> Exercise:
Would you please repeat exactly the lines from the one containing "Target: concrete overpass bridge" to the end of the records, both included, and leave out the rest?

> Data for analysis:
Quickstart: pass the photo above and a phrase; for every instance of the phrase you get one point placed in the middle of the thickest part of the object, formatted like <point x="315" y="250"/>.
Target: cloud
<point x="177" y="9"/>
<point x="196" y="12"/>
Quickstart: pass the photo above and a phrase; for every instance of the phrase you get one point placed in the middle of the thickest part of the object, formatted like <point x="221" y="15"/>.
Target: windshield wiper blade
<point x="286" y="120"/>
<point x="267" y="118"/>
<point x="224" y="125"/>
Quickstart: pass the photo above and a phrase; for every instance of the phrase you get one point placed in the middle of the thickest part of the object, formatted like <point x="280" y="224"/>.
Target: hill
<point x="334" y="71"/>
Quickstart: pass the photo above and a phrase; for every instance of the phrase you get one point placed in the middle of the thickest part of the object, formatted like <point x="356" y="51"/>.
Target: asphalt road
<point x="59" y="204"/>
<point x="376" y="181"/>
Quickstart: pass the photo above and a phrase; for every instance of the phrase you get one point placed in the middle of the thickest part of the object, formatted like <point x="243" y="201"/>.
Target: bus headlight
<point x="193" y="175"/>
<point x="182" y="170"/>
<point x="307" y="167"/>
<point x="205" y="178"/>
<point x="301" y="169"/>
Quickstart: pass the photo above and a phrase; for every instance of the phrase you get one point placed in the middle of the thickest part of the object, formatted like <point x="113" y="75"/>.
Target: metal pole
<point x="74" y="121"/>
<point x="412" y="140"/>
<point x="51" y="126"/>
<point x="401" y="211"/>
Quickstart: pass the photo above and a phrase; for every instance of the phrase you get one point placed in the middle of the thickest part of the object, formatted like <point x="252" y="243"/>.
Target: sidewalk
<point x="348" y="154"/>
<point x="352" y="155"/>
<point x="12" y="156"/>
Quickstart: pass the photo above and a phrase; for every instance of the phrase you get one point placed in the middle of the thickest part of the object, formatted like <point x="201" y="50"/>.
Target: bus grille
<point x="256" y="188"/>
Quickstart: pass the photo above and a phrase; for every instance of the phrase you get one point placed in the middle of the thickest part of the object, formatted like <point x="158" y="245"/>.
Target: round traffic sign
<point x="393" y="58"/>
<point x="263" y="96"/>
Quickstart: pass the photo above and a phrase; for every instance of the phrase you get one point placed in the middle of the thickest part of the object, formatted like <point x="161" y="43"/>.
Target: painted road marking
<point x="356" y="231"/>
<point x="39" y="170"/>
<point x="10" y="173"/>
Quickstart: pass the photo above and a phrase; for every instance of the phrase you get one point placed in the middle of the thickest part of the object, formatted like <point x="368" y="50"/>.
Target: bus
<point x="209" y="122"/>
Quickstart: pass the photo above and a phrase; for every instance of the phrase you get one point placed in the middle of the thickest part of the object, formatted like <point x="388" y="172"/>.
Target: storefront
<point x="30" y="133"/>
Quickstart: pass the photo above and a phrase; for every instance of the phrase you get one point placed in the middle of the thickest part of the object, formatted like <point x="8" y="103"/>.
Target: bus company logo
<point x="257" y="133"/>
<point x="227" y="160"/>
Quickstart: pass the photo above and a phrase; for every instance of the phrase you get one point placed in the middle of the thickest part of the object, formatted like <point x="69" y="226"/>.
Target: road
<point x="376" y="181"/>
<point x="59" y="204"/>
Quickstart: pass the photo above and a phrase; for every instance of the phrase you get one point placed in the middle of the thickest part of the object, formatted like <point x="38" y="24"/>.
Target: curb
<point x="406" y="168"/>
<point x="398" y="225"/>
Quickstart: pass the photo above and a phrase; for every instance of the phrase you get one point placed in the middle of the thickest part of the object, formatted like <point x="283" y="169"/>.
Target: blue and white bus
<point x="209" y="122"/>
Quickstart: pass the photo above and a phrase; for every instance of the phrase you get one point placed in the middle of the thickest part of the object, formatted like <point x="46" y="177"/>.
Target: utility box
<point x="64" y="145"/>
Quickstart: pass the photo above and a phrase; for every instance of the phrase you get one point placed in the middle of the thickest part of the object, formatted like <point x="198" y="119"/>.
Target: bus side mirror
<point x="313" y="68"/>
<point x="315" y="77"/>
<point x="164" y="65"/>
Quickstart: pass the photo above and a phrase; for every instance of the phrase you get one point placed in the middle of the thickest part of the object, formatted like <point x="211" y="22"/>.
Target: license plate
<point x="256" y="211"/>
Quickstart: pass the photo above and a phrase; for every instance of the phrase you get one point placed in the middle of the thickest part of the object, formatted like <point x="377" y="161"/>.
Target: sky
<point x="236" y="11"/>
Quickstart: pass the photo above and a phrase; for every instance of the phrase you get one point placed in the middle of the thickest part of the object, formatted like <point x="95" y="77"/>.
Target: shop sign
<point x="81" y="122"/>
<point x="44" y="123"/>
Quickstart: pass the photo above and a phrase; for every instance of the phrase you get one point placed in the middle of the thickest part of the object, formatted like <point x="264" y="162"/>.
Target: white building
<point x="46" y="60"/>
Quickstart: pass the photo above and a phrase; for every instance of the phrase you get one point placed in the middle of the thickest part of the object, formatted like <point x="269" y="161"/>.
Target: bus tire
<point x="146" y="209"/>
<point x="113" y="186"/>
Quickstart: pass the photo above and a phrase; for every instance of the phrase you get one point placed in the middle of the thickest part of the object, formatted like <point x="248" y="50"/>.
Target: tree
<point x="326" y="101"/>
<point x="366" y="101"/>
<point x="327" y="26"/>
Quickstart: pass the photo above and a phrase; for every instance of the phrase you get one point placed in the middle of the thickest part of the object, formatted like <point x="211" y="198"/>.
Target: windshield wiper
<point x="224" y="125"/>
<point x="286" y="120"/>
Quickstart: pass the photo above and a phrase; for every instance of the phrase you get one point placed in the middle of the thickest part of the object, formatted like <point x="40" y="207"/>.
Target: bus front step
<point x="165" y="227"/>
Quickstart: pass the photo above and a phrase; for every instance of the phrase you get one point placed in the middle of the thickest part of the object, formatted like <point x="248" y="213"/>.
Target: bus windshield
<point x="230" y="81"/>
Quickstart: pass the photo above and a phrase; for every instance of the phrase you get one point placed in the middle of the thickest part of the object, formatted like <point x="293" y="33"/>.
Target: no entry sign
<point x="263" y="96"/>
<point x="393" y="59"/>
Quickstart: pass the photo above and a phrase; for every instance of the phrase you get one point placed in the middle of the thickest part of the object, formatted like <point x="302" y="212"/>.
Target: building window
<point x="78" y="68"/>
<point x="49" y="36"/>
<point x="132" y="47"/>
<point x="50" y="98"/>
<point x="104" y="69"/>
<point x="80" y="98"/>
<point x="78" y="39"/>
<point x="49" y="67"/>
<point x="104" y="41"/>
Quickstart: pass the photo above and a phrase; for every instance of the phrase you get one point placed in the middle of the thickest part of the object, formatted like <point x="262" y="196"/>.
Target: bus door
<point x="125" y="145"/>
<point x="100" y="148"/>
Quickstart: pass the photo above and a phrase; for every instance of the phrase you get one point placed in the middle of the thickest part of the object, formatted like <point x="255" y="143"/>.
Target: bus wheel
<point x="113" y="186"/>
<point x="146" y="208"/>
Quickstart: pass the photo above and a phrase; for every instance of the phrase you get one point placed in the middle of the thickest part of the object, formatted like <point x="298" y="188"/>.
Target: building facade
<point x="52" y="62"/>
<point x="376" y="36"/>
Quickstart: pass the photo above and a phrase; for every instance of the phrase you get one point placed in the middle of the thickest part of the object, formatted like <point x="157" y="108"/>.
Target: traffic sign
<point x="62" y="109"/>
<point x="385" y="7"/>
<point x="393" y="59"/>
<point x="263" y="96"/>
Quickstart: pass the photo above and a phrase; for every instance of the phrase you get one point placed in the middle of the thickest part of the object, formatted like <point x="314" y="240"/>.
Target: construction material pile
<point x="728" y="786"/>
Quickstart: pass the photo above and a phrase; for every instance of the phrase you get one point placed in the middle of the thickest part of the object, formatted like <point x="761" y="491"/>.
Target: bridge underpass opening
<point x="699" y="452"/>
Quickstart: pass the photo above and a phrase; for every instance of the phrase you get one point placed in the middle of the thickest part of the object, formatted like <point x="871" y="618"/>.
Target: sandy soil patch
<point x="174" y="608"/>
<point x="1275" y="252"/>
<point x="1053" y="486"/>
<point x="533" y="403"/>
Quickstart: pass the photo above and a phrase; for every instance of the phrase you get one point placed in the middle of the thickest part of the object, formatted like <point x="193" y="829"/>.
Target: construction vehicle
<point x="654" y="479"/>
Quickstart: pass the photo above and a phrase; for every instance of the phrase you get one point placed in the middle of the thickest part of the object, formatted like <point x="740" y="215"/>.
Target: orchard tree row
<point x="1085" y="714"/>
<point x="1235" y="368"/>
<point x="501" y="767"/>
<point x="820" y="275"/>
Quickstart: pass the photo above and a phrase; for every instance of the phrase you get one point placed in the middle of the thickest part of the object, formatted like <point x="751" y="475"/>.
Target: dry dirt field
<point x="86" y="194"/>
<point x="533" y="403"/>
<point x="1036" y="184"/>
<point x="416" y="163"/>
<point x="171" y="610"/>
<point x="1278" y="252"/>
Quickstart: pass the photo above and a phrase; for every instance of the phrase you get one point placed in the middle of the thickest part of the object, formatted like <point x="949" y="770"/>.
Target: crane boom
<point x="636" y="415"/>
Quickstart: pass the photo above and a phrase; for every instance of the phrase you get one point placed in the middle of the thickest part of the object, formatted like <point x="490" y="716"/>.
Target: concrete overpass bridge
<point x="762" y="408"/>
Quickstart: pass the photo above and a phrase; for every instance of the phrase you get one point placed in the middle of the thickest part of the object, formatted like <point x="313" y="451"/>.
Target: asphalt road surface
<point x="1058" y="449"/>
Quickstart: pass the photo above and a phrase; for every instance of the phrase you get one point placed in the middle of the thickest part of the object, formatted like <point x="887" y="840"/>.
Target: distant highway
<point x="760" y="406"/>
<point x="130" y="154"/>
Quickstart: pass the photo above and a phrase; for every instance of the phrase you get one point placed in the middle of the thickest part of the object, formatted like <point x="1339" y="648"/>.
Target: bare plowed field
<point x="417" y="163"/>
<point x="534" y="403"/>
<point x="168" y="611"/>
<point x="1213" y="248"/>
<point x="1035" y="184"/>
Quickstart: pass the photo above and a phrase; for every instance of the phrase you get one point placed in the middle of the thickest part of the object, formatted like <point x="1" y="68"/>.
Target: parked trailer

> Solution:
Target: concrete overpass bridge
<point x="762" y="408"/>
Quickstart: pass the photo above and a phrase; for every instance of the phrase you get one point placed in the middle of the thickest part of the object, formatted like <point x="313" y="451"/>.
Target: asphalt road surface
<point x="1058" y="449"/>
Quickstart: pass the photo above and a phrase; for every instance of the phrase you get one point placed in the middle of the thickest part of the object, formatted like <point x="887" y="840"/>.
Target: distant highway
<point x="760" y="406"/>
<point x="130" y="154"/>
Quickstart: pass the photo above and a phrase; for every instance of the phrase you get one point placed in the middle of the thickest part of the object, formatted like <point x="1339" y="648"/>.
Target: bare plowed field
<point x="417" y="163"/>
<point x="534" y="403"/>
<point x="168" y="611"/>
<point x="1213" y="248"/>
<point x="1035" y="184"/>
Quickstart: pass the photo above and a phrase; for every instance of the phrase you get one point placed in the middle of the thickest part of the object, formatted like <point x="1" y="68"/>.
Target: parked trailer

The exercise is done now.